Extracted data entries
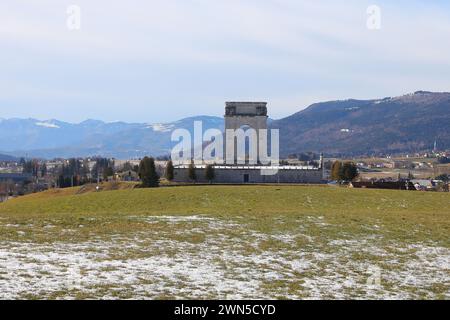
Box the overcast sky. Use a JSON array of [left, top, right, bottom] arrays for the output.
[[1, 0, 450, 123]]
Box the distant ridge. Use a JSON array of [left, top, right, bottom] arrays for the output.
[[271, 91, 450, 156], [0, 154, 18, 161], [0, 91, 449, 158]]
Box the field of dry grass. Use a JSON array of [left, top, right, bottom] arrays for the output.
[[0, 184, 448, 299]]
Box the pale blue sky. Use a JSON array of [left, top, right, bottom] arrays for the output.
[[1, 0, 449, 123]]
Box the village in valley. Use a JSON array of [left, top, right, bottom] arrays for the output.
[[1, 136, 449, 203]]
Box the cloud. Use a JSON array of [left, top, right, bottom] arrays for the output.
[[0, 0, 449, 122]]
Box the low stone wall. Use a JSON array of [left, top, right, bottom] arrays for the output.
[[434, 164, 450, 176], [173, 167, 324, 184]]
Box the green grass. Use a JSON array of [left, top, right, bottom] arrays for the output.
[[0, 185, 449, 299], [0, 185, 448, 244]]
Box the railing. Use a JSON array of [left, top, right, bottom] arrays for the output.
[[174, 165, 319, 171]]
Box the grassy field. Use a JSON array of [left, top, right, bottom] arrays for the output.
[[0, 183, 449, 299]]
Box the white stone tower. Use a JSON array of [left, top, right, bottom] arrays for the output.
[[224, 102, 268, 164]]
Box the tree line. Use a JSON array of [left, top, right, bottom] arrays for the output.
[[138, 158, 216, 188], [57, 158, 115, 188], [330, 161, 358, 182]]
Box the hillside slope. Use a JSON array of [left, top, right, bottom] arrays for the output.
[[0, 185, 448, 299], [271, 91, 450, 156]]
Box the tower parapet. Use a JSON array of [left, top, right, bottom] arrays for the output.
[[225, 102, 267, 117], [224, 102, 268, 165]]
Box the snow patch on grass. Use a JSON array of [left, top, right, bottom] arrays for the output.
[[0, 215, 448, 299]]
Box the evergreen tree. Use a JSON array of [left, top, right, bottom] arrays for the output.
[[122, 162, 134, 172], [22, 161, 30, 174], [165, 160, 174, 181], [340, 162, 358, 181], [436, 174, 449, 182], [138, 157, 160, 188], [188, 160, 197, 182], [32, 160, 39, 177], [81, 159, 90, 182], [331, 161, 342, 181], [40, 163, 47, 177], [103, 167, 114, 181], [22, 159, 39, 177], [58, 175, 65, 188], [205, 164, 215, 183]]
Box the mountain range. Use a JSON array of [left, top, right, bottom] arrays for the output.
[[0, 91, 448, 159], [271, 91, 450, 157], [0, 116, 223, 159]]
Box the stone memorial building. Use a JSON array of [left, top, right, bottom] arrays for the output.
[[173, 102, 324, 184]]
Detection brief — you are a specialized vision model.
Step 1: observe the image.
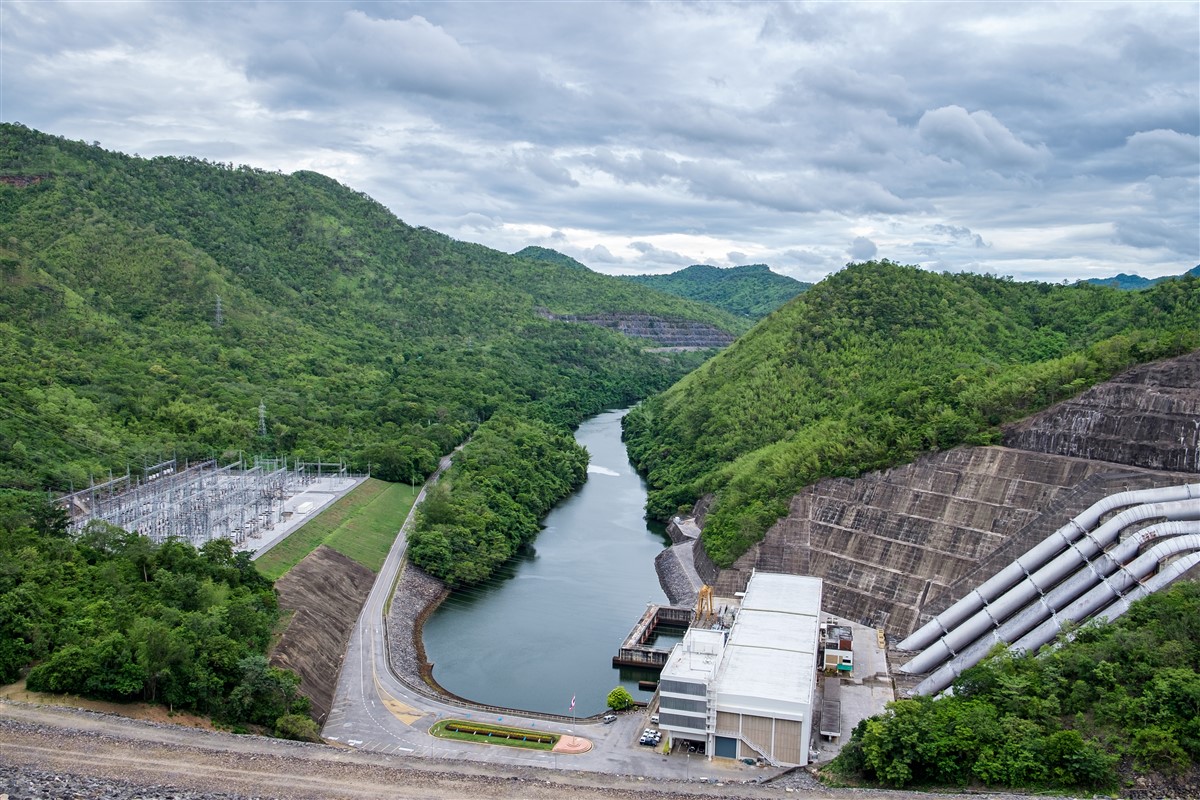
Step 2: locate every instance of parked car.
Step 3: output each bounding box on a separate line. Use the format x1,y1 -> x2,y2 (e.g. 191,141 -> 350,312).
602,714 -> 617,724
650,714 -> 659,724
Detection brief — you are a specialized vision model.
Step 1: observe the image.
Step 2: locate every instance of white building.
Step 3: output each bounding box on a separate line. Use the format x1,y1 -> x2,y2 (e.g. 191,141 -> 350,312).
658,572 -> 822,766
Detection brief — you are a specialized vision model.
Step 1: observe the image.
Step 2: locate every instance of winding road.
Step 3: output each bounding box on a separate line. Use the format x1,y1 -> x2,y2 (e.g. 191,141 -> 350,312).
321,453 -> 758,783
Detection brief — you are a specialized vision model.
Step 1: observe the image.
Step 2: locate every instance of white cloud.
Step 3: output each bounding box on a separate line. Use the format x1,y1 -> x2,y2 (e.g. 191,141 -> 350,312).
3,0 -> 1196,283
849,236 -> 878,261
629,241 -> 695,267
917,105 -> 1050,170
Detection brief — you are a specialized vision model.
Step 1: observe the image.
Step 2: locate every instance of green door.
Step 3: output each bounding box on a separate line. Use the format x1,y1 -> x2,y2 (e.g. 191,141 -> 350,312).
715,736 -> 737,759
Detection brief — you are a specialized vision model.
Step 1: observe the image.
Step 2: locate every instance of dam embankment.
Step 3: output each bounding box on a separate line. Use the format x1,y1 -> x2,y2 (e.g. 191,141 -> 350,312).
706,349 -> 1200,638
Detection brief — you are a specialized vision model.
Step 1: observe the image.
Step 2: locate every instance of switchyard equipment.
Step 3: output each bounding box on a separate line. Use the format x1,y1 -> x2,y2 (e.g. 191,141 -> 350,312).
60,457 -> 356,547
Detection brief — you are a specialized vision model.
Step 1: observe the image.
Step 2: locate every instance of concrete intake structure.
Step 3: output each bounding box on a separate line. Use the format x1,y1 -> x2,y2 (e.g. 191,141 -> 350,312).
897,482 -> 1200,654
902,482 -> 1200,696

▶ [Task requirements]: Except for the pictures, set down all of the records exactly as they are.

▶ [The answer]:
Box the overcast sky. Use a JSON array of [left, top, right, bottom] arrays for the output.
[[1, 0, 450, 123]]
Box the distant ridge. Use a JSON array of [left, top, right, bottom] arrays for the output.
[[271, 91, 450, 156], [0, 154, 18, 161], [0, 91, 449, 158]]
Box the field of dry grass. Use a JSON array of [left, top, right, bottom] arrays for the output.
[[0, 184, 448, 299]]
Box the pale blue sky. Use a JSON array of [left, top, right, bottom] arrays for the output.
[[1, 0, 449, 123]]
Box the village in valley. Use a JSON array of [left, top, right, bottom] arrays for the output.
[[1, 136, 449, 203]]
Box the cloud. Use a JSON array of [left, top, right, bottom] arrays for the output.
[[0, 0, 449, 122]]
Box the low stone wall. Use a JSON array of [left, top, right, bottom] arrays for the output.
[[434, 164, 450, 176], [173, 167, 324, 184]]
Box the green grass. Use a JSON array of [left, top, right, bottom] arrays for the output.
[[0, 185, 449, 299], [0, 185, 448, 244]]
Box the railing. Use a JSON array of [left, top, right, bottom] arrays for the output.
[[174, 165, 319, 171]]
Box the grassy field. Use a JSON array of [left, top, right, bottom] arrays for the output.
[[0, 183, 449, 299]]
Box the white stone tower. Use a JSON array of [left, top, right, bottom] arrays for the output.
[[224, 102, 268, 164]]
Box the tree line. Use a JSON array of [left, top, right, bottom] arrays for the output.
[[138, 158, 216, 188], [57, 158, 115, 188], [330, 161, 358, 182]]
Box the hillside slope. Use a JSON array of [left, top, right, bottom] arrays for the output.
[[0, 185, 448, 299], [271, 91, 450, 156]]
Box the tower parapet. Use a JSON array of [left, top, right, bottom] arrays for the output.
[[225, 102, 267, 117], [224, 102, 268, 165]]
Box the snow patch on grass. Use a JSON array of [left, top, right, bottom] arrays for the output.
[[0, 215, 448, 299]]
Box the evergreen tree. Use a JSON array of [left, top, right, bottom] arrays for the output.
[[122, 162, 134, 172], [22, 161, 30, 174], [165, 160, 174, 181], [340, 162, 358, 181], [436, 174, 449, 182], [138, 157, 160, 188], [188, 160, 197, 182], [32, 160, 39, 177], [81, 159, 90, 182], [331, 161, 342, 181], [40, 163, 47, 177], [103, 167, 114, 181], [22, 159, 39, 177], [58, 175, 65, 188], [205, 164, 215, 183]]
Box the mountain range. Use a JSON array of [left, top, right, bottom] arrays for the output.
[[0, 91, 448, 159], [271, 91, 450, 157], [0, 116, 223, 159]]
Box the stone memorial building. Use a JSON array of [left, top, right, bottom] arrays for the output.
[[173, 102, 324, 184]]
Detection brief — you are a specialized vision model.
Step 1: observe the image.
Step 2: locate every instance of parked car.
Step 3: output each bounding box on a separate line. Use the format x1,y1 -> x2,y2 (e.g. 191,141 -> 350,312).
602,714 -> 617,724
650,714 -> 659,724
Detection brief — you are a specialized vision model.
Step 1: observe the image.
Step 2: locate every instance of white building.
Step 3: output each bounding box on a separate line. Use the format x1,y1 -> x2,y2 (e.g. 191,141 -> 350,312).
658,572 -> 822,766
Detection brief — you are a specialized vision model.
Step 1: observe the image.
Step 2: locate every instance of winding road.
Step 3: output each bounding box on a separate line. Use the format x1,y1 -> x2,y2 (e.g. 191,141 -> 350,312).
321,453 -> 758,783
Detection brief — you are a specialized vision model.
Step 1: observe the image.
Step 2: locate every instance of white cloud.
Step 3: output each bounding box on a separate line. Use the format x1,y1 -> x2,y2 (e.g. 191,141 -> 350,312).
3,0 -> 1196,283
849,236 -> 878,261
629,241 -> 695,267
917,105 -> 1050,170
Detection brief — you are a specialized vision model.
Step 1: observe the image.
Step 2: locate every instance of green door.
Step 3: output each bounding box on a separate line. Use the format x1,y1 -> x2,y2 (e.g. 191,141 -> 350,312).
715,736 -> 737,759
Detection brief — you are a specialized vision model.
Step 1: observe the image.
Step 2: locate every instance of dam embankment.
Step 3: output each bounding box on a separate line. Use the format x1,y1 -> x2,y2 (e.g. 191,141 -> 350,312).
706,349 -> 1200,638
Detection brief — you are a specialized vision model.
Step 1: observe the image.
Step 2: locate every instance of switchyard equipment.
Step 3: output each bounding box on a separate line. Use the format x1,y1 -> x2,y2 (e.g. 191,141 -> 350,312).
60,457 -> 356,547
Detection brief — you are a specialized vision model.
Step 1: observe the image.
Step 2: locate every instance of concrete intake structure.
Step 3: output each bounding box on a separate line. Use the format x1,y1 -> x2,y2 (e.g. 191,141 -> 350,312).
897,482 -> 1200,654
902,482 -> 1200,696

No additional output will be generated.